(Text shown Opens)
For MGTS Qualis Defensive, this supports a simple conclusion: defence needs more than duration.

How Qualis Defensive is positioned

The current portfolio is deliberately diversified across several defensive sleeves.

Asset-backed and securitised credit is a key component, with around 9% of the fund allocated to this area. This is an important distinction. The exposure is not simply generic corporate bond risk; it gives the fund access to secured and structured credit, an area several major investment houses continue to highlight because of its income potential, diversification characteristics and structural protections.

Floating-rate bond exposure remains part of the toolkit, but at a reduced 8%. This reflects a more balanced view. Floating-rate bonds can help when rates stay higher for longer or when investors want to reduce sensitivity to rising yields, but they should not dominate the portfolio if cash rates and policy rates are expected to drift lower over time.

The fund also has a deliberately sized 6% allocation to U.S. high-yield corporate bonds. This is not intended to be a heroic credit call. It is a controlled allocation to higher-yielding credit in an environment where recession is not the central market view, but where spreads still require discipline. The sizing matters. High yield can contribute to income and return, but it must be balanced by more defensive and diversifying exposures.
(Text shown Closes)
(Extracted records Opens)
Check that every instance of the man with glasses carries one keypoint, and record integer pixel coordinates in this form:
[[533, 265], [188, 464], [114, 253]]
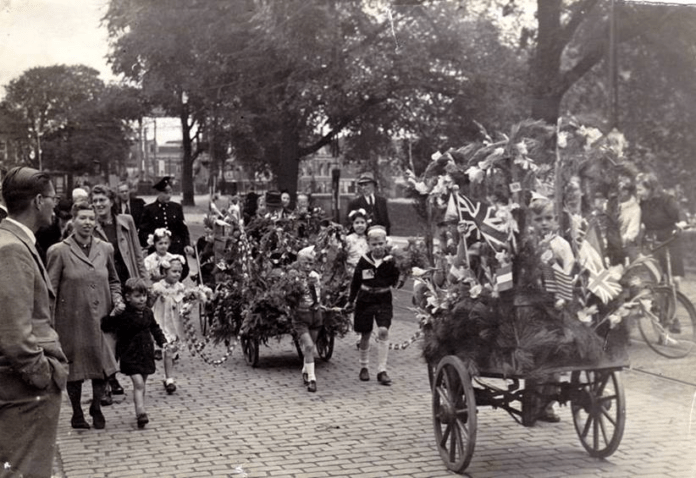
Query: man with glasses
[[33, 367]]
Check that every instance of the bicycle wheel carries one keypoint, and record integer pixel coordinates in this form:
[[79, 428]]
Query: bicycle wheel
[[669, 328]]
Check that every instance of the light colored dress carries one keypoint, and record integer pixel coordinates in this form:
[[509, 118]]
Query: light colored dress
[[356, 247], [169, 299]]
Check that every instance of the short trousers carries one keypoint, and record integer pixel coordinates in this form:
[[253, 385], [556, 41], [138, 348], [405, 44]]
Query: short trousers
[[368, 313], [305, 320]]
(Extracted records Closes)
--- Activity 1 ---
Write out the part of the Qualis Defensive passage between "For MGTS Qualis" and "several defensive sleeves.", inclusive.
--- Activity 2 ---
Pick up the passage on the Qualis Defensive fund's positioning after its last sentence and continue it.

--- Output 1 ---
For MGTS Qualis Defensive, this supports a simple conclusion: defence needs more than duration.

How Qualis Defensive is positioned

The current portfolio is deliberately diversified across several defensive sleeves.

--- Output 2 ---
Flexible and strategic bond exposure is central to the portfolio. These holdings provide different routes into duration, credit, income and security selection. In a market where yield curves, spreads and regional policy paths can diverge, flexibility is valuable.

The alternatives sleeve is also important and should not be treated as one generic block. The fund holds long/short and equity-hedged absolute-return exposure, global macro and target-return exposure, multi-alternative exposure, and defensive capital / multi-asset alternatives exposure. The aim is to add return sources that are not simply another version of duration or corporate credit.

The fund also holds property / real-asset exposure, plus liquidity for optionality.

The risk management point

This portfolio is not risk-free. High-yield spreads can widen. Asset-backed and securitised credit can become less liquid. Flexible bond managers can make duration or credit calls that do not work in the short term. Alternatives depend heavily on manager skill. Property can be sensitive to liquidity and valuation cycles.

The point is not to eliminate risk. It is to avoid concentrating the fund around one risk.

That is why MGTS Qualis Defensive is built as a multi-scenario defensive portfolio. If rates fall gradually, income assets and flexible bonds can contribute. If long yields remain volatile, reduced duration sensitivity and flexible management matter. If credit markets remain resilient, selective credit carry can help. If volatility returns, asset-backed credit, alternatives, defensive capital strategies and liquidity provide additional tools.

Defence, deliberately built

The purpose of MGTS Qualis Defensive is not to chase the highest yield, hug cash, or make a one-way bet on bonds. It is to provide a deliberately constructed defensive portfolio for a more complex market environment.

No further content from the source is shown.